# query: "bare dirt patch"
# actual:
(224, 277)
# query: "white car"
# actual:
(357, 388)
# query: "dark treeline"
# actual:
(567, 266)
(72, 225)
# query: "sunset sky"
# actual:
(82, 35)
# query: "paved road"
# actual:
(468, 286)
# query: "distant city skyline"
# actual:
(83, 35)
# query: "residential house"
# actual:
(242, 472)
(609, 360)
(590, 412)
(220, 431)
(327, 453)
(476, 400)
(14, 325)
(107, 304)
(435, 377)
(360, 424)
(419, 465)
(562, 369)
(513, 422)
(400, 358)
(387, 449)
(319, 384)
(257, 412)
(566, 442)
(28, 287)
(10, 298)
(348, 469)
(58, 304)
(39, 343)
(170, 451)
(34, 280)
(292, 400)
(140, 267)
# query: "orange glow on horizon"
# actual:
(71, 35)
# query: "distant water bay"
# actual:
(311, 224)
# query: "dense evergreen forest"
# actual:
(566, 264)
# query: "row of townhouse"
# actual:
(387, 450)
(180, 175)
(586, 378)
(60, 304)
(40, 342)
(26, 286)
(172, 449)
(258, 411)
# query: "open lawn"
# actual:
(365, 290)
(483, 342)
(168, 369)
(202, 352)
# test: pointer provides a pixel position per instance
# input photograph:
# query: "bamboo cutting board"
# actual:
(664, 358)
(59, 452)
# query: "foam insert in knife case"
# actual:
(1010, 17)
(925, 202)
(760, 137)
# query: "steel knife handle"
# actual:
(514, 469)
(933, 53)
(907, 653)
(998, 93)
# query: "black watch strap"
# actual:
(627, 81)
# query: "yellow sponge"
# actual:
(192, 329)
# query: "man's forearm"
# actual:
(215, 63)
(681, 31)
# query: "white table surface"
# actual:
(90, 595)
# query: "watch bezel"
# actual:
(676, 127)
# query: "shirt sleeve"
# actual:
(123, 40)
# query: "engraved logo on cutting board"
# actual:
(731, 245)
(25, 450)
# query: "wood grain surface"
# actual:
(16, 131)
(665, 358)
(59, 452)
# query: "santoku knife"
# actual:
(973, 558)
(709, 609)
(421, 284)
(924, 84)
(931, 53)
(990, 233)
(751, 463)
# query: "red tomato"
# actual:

• • • • • • •

Goal of the exercise: Reproduce every one of the rows above verbatim.

Task output:
# query: "bare dirt patch"
# actual:
(224, 277)
# query: "white car"
# actual:
(357, 388)
# query: "dark treeline"
# actual:
(567, 266)
(72, 225)
# query: "sunset sky"
# actual:
(82, 35)
# query: "paved road"
# actual:
(468, 286)
# query: "distant city skyline"
# actual:
(83, 35)
# query: "residential house"
# actual:
(242, 472)
(609, 360)
(590, 412)
(220, 431)
(327, 453)
(476, 400)
(14, 325)
(107, 304)
(435, 377)
(360, 424)
(419, 465)
(562, 369)
(513, 422)
(400, 358)
(387, 449)
(319, 384)
(257, 412)
(566, 442)
(28, 287)
(10, 298)
(348, 469)
(58, 304)
(39, 343)
(170, 451)
(34, 280)
(292, 400)
(140, 267)
# query: "orange glow on horizon"
# actual:
(71, 35)
# query: "distant water bay"
# actual:
(311, 224)
# query: "dense evergreen forest"
# actual:
(566, 264)
# query: "row of townhouse"
# actual:
(387, 450)
(180, 175)
(586, 378)
(60, 304)
(40, 342)
(26, 286)
(172, 449)
(258, 411)
# query: "open lawn"
# actual:
(365, 290)
(483, 342)
(168, 369)
(202, 352)
# test: pointer provides a pixel position per instance
# input photograph:
# query: "bamboo cutting board"
# actual:
(664, 358)
(59, 452)
# query: "foam insert in knife case"
# actual:
(1010, 17)
(925, 202)
(760, 137)
# query: "steel knife handle"
# actual:
(514, 469)
(933, 53)
(907, 653)
(998, 93)
# query: "black watch strap"
# actual:
(627, 81)
# query: "yellow sponge"
# actual:
(192, 329)
# query: "man's forearm"
# actual:
(215, 63)
(681, 31)
# query: "white table surface"
# actual:
(90, 595)
# query: "watch bezel"
# actual:
(676, 127)
# query: "shirt sleeve"
# actual:
(123, 40)
# query: "engraved logo on cutting board"
# actual:
(731, 245)
(25, 450)
# query: "wood grain surface"
# actual:
(16, 131)
(665, 358)
(59, 452)
# query: "santoku knife"
# actual:
(973, 558)
(709, 609)
(421, 284)
(924, 84)
(931, 53)
(990, 233)
(751, 463)
# query: "red tomato"
# actual:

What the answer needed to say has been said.